* [Extracted items]
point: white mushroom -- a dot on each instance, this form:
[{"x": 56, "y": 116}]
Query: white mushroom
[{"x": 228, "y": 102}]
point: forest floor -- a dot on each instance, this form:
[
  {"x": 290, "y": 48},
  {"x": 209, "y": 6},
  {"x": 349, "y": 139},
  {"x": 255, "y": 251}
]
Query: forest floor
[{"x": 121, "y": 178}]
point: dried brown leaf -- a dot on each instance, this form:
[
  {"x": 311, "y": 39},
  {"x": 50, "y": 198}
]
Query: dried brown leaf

* [GIVEN TASK] Turn every line of the items above into a JSON list of strings, one string per line, with blank lines left out.

* [SOLUTION TO THIS TASK]
[
  "point: white mushroom -- a dot on each instance, this form:",
  "[{\"x\": 56, \"y\": 116}]",
  "Query: white mushroom",
  "[{\"x\": 228, \"y\": 102}]",
  "point: forest floor -- a dot on each instance, this form:",
  "[",
  "  {\"x\": 290, \"y\": 48},",
  "  {\"x\": 209, \"y\": 6},",
  "  {\"x\": 349, \"y\": 139},",
  "  {\"x\": 255, \"y\": 251}",
  "]",
  "Query: forest floor",
  "[{\"x\": 121, \"y\": 178}]",
  "point: dried brown leaf -- a dot on each instance, this form:",
  "[",
  "  {\"x\": 311, \"y\": 39},",
  "  {\"x\": 50, \"y\": 198}",
  "]",
  "Query: dried brown leaf"
]